__ENUNCIADO__.
Reproduza sem nenhuma alteração o trecho do texto sobre a dieta carnívora e as doenças autoimunes que começa em "Benefícios observados nas" e termina em "alívio de sintomas.", incluindo este último.

__TEXTO APRESENTADO__.
Aumento do FGF-21 (fator de crescimento de fibroblastos 21)
- Esse hormônio ajuda a regular o metabolismo de energia e glicose.
- Atua reduzindo citocinas inflamatórias e melhorando a sensibilidade à insulina.
- Isso é especialmente importante em diabetes tipo 2, onde a resistência à insulina é um problema central.
Maior produção de ácidos graxos de cadeia curta (AGCC), como o ácido propiônico
- Esse composto aumenta células regulatórias do sistema imune (Tregs), que funcionam como “freios” da imunidade.
- Com mais Tregs, o corpo reduz ataques contra os próprios tecidos.
- Estudos mostraram que níveis altos de ácido propiônico se associam a melhora em modelos de doenças autoimunes.
Benefícios observados nas doenças autoimunes
A revisão destacou que a dieta carnívora não cura doenças autoimunes, mas pode atuar como estratégia complementar para melhorar sintomas e qualidade de vida. Os principais benefícios relatados foram:
- Diabetes tipo 2 (DM2): melhor controle da glicose e melhora no perfil lipídico.
- Doença inflamatória intestinal (DII): redução da inflamação intestinal e alívio de sintomas.
- Artrite reumatoide (AR): menor inflamação sistêmica e melhora de dor articular.

__DADOS DE ORIGEM__.
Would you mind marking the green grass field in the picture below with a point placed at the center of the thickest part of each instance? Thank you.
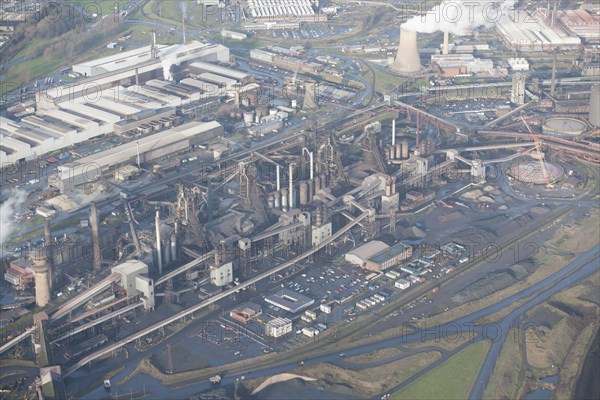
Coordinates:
(451, 380)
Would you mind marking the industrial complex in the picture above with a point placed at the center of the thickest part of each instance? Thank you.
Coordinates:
(283, 186)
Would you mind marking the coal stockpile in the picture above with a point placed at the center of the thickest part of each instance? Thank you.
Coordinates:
(493, 283)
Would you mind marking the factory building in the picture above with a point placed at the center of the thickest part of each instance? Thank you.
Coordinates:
(388, 258)
(283, 10)
(289, 300)
(135, 281)
(221, 275)
(267, 26)
(453, 65)
(580, 23)
(278, 327)
(169, 142)
(143, 55)
(126, 69)
(534, 34)
(361, 255)
(245, 312)
(19, 273)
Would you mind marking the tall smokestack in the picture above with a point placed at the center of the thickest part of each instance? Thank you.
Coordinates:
(183, 18)
(446, 39)
(173, 246)
(49, 250)
(42, 279)
(96, 238)
(158, 245)
(407, 59)
(291, 188)
(553, 81)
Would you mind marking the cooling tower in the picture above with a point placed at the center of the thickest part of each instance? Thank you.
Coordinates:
(594, 117)
(407, 59)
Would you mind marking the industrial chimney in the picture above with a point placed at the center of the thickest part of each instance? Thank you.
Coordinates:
(96, 238)
(49, 248)
(446, 45)
(41, 276)
(158, 244)
(594, 116)
(407, 59)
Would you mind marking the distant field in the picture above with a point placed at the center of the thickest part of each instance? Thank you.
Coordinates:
(451, 380)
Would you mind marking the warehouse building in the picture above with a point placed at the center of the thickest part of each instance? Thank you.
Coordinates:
(389, 258)
(534, 34)
(36, 135)
(282, 10)
(289, 300)
(278, 327)
(361, 255)
(128, 68)
(172, 141)
(580, 23)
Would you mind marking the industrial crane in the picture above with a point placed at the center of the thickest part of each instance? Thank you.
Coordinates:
(540, 154)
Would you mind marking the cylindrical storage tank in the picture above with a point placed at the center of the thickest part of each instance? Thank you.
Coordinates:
(270, 200)
(248, 117)
(277, 200)
(303, 193)
(317, 184)
(166, 252)
(261, 111)
(405, 149)
(42, 285)
(323, 181)
(284, 199)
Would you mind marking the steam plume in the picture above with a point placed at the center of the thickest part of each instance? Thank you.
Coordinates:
(459, 16)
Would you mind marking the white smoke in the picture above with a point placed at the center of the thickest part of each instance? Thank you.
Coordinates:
(459, 16)
(7, 211)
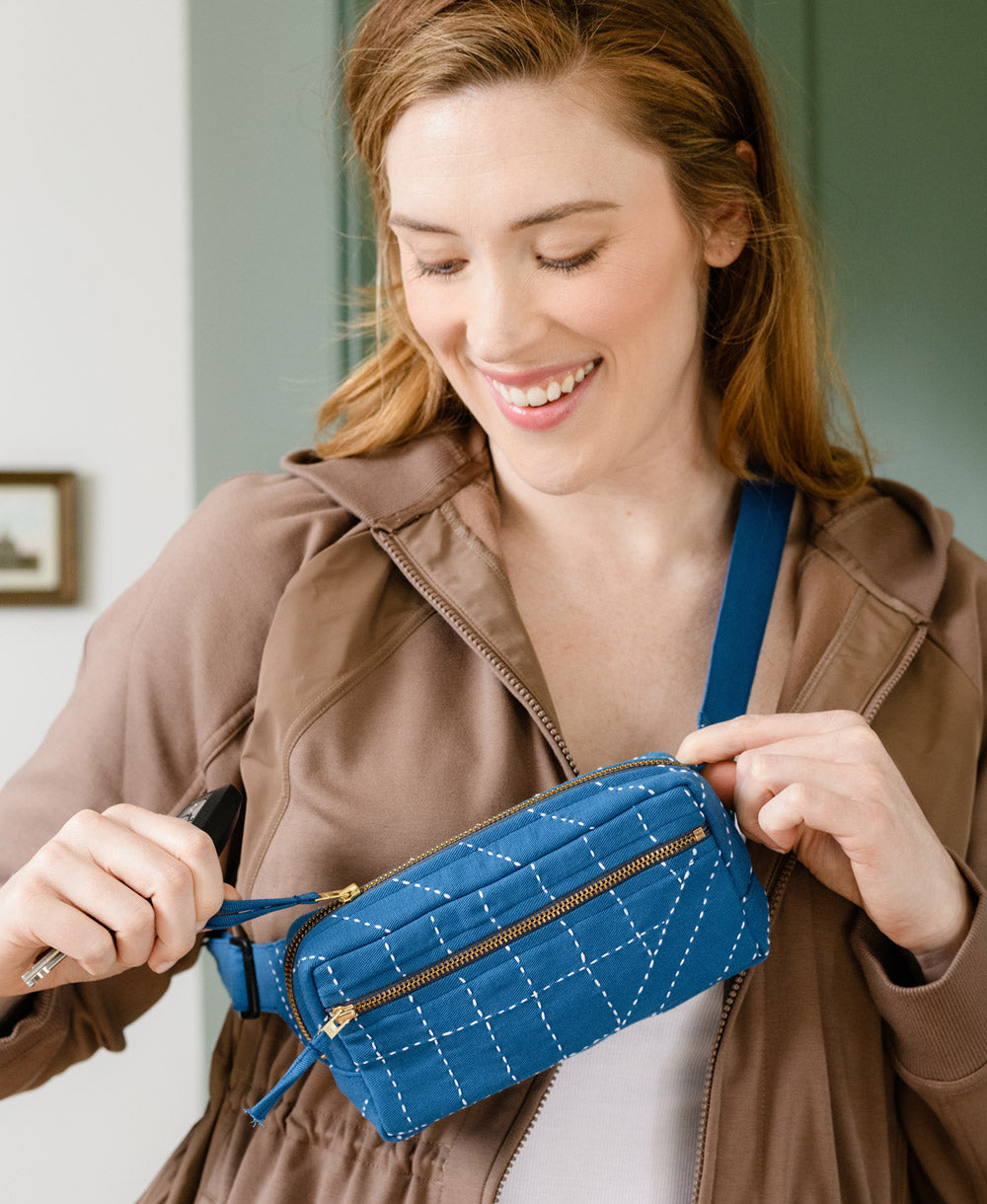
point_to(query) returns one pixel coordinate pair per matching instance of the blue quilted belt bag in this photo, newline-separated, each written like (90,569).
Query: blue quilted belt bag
(538,932)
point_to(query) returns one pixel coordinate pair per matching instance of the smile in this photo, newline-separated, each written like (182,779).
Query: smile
(539,395)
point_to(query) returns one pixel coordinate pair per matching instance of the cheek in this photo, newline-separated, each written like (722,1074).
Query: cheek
(429,315)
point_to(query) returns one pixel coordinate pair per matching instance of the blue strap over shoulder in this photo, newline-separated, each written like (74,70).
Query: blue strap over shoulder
(758,542)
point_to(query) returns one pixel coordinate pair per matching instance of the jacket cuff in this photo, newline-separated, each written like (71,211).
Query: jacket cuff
(938,1029)
(29,1035)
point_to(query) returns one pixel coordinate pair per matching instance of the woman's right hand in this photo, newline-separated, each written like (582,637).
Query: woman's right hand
(111,891)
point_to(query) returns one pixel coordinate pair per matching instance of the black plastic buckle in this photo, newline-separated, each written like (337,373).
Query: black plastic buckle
(250,977)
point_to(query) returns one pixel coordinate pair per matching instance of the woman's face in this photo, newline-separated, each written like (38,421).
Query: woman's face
(548,266)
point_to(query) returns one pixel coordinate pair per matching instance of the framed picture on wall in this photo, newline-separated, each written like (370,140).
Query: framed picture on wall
(38,538)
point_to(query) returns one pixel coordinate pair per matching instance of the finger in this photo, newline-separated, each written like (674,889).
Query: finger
(779,794)
(59,924)
(120,921)
(183,842)
(722,777)
(722,742)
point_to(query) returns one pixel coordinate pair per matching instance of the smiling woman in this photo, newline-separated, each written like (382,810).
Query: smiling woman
(552,269)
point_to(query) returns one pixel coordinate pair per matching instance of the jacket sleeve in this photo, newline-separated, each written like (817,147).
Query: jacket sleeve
(937,1032)
(159,712)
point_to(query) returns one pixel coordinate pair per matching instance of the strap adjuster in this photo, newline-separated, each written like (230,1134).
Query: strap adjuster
(252,1012)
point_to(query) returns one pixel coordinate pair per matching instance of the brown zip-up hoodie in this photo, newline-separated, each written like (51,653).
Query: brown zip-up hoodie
(342,640)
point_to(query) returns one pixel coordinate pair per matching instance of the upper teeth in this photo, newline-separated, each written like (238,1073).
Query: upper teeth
(539,394)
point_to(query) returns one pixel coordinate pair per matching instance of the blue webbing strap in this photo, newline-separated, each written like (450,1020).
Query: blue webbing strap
(754,562)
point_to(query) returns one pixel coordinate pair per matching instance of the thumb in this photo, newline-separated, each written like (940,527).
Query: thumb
(722,777)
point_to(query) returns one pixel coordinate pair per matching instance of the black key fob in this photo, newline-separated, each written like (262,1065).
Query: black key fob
(215,813)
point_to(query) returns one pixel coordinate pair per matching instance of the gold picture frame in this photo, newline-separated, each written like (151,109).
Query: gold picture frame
(38,538)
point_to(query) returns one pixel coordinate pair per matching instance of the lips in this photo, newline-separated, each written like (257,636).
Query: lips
(546,390)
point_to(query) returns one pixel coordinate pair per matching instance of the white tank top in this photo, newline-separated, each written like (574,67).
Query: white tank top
(620,1121)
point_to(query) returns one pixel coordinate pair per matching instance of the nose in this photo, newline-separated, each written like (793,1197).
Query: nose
(505,321)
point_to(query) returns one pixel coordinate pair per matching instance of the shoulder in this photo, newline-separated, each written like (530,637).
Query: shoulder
(900,547)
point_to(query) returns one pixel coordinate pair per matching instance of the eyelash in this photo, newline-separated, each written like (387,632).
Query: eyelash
(448,269)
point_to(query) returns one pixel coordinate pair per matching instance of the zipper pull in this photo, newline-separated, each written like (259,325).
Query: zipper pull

__RESPOSTA__.
Benefícios observados nas doenças autoimunes
A revisão destacou que a dieta carnívora não cura doenças autoimunes, mas pode atuar como estratégia complementar para melhorar sintomas e qualidade de vida. Os principais benefícios relatados foram:
- Diabetes tipo 2 (DM2): melhor controle da glicose e melhora no perfil lipídico.
- Doença inflamatória intestinal (DII): redução da inflamação intestinal e alívio de sintomas.